▶ [Problem to solve]: Rewrite every line of the records starting at the line that contains "Keypoint placement for each instance of the decorative" and ending at the end of the records, with the request lines included. Shift each point coordinate in the answers by adding 149 to it.

Dataset rows
start

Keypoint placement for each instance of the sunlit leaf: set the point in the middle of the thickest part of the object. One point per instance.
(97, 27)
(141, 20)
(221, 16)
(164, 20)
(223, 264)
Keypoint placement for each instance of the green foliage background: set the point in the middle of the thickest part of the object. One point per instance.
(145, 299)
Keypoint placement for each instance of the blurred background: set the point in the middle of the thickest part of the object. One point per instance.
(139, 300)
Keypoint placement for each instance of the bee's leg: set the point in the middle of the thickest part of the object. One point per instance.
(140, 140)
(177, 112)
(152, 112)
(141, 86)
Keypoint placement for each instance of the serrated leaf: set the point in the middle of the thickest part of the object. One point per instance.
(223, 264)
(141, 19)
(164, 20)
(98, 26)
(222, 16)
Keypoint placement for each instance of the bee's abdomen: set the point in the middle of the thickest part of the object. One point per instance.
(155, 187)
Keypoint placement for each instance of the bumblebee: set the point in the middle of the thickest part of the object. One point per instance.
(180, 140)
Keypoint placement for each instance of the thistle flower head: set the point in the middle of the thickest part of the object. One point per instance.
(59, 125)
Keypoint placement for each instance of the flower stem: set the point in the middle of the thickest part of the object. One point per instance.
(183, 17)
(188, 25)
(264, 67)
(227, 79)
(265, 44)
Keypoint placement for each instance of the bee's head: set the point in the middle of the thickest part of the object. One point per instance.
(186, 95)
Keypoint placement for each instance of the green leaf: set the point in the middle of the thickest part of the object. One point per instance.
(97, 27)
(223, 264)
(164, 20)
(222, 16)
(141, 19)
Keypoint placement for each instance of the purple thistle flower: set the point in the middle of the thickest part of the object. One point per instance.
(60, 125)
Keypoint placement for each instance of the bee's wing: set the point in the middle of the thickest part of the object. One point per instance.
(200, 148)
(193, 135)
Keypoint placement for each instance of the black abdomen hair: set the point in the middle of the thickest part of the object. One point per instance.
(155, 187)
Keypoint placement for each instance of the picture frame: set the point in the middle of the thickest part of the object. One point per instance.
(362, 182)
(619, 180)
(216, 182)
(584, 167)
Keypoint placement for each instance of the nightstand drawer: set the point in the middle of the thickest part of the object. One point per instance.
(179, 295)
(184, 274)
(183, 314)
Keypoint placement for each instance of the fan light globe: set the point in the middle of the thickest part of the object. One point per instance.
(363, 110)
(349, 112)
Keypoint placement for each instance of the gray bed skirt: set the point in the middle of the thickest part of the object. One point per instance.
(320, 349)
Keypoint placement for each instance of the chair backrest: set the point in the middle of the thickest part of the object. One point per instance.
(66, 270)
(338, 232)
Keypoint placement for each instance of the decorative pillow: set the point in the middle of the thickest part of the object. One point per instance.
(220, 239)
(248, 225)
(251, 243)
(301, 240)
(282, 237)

end

▶ [Full response]:
Keypoint placement for each instance of the decorative pillow: set the point in the middle of the thickest part of the object. One point per instance.
(369, 388)
(397, 374)
(400, 392)
(450, 389)
(431, 386)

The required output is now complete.